■ WRITTEN TASK 1: Rescale the rows below: repeat every line, requests included, and multiply each polygon vertex coordinate in the answers by 0.85, rounding to whole numbers with halves rounded up. Leave the numbers in the requests and their sample outputs unchanged.

■ SELECTION:
Monday, February 07, 2011

Mandatory optimism & cheerfulness

First off, I have not read my reader since I committed to reading my reader. Sorry.

I very much enjoy you peeps on FB. If I know you, let me know. I haven't messed up once. Plus, I am a Mafia Wars freak and have close to 1500 friends, so you'll blend in nicely.

I had a chilly convo with my mother this weekend, her complaining that it'd been three weeks. I was rather subdued already, which was nice, b/c I wanted a bit of aloofness. I have this really bad habit of warming up and putting on a show. Can't keep the charm down, even when I should. At the end, she offered up a big pause and then said that if I needed something, to let her know. I really hate asking or groveling. I'm much better at being chatty and tap dancing. For the record, she did truly call to carry on about the new entertainment unit they got to go along with their new 55" TV, how wonderful it is, big it is, etc ad nauseum. If you'll recall, in December I went through similar with her new kitchen appliances. It depresses me the ease my parents have and the sacrifices I went through for it. Goodness knows, besides college and a rood, they didn't provide for me.

Money makes me want to vomit.

Similar is going on with Bea. She throws money at the world, then chides me for buying $100 worth of art supplies every few months. I feel like a second class citizen. I feel like I have earned her trust, but she still wallows. A while back, I mentioned here how she snooped on my computer and even forwarded them to herself. I long ago deleted the offending emails from Lyd and Richard, but Bea now quotes from them when the opportunity arises, hence she doesn't trust me enough to let down her guard. Suffice it to say that it was a very difficult weekend. It is equally difficult to admit that I love her, while the other side of my brain screams L.I.N.E. (I want a tattoo of a simple line) for love is not enough.

■ DATASET RECORDS:
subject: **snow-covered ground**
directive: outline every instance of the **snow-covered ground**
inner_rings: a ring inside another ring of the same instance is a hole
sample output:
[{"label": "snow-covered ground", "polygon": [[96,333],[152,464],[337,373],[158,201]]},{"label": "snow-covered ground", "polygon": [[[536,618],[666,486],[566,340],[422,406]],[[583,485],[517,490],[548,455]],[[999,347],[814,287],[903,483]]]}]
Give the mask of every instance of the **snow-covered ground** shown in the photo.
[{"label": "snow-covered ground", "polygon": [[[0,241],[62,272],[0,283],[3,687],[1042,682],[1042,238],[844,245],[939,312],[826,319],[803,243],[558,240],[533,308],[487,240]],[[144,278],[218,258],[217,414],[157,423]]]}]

■ WRITTEN TASK 2: Condense the paragraph of the blog post above that begins "Similar is going on with Bea" into a shorter version that keeps its main facts.

■ COMPLETE RESPONSE 1:
subject: **snow-covered ground**
directive: outline every instance of the **snow-covered ground**
inner_rings: a ring inside another ring of the same instance is a hole
sample output:
[{"label": "snow-covered ground", "polygon": [[96,333],[152,464],[337,373],[158,201]]},{"label": "snow-covered ground", "polygon": [[[536,618],[666,486],[566,340],[422,406]],[[583,485],[517,490],[548,455]],[[999,347],[814,287],[903,483]]]}]
Give the mask of every instance of the **snow-covered ground** shown in the photo.
[{"label": "snow-covered ground", "polygon": [[[0,205],[53,231],[0,241],[3,584],[886,580],[886,202],[717,208],[798,265],[702,271],[683,207],[474,204],[453,262],[414,204]],[[122,236],[185,219],[184,352],[133,360]]]}]

■ COMPLETE RESPONSE 2: Bea spends money freely but scolds the writer for buying $100 of art supplies every few months, which makes the writer feel like a second-class citizen. The writer believes Bea's trust has been earned, but she still doesn't let her guard down. She once snooped on the writer's computer, and she still quotes from the emails from Lyd and Richard, which were deleted long ago. The weekend was very difficult. The writer finds it equally hard to admit loving her while part of the writer's brain screams L.I.N.E., because love is not enough.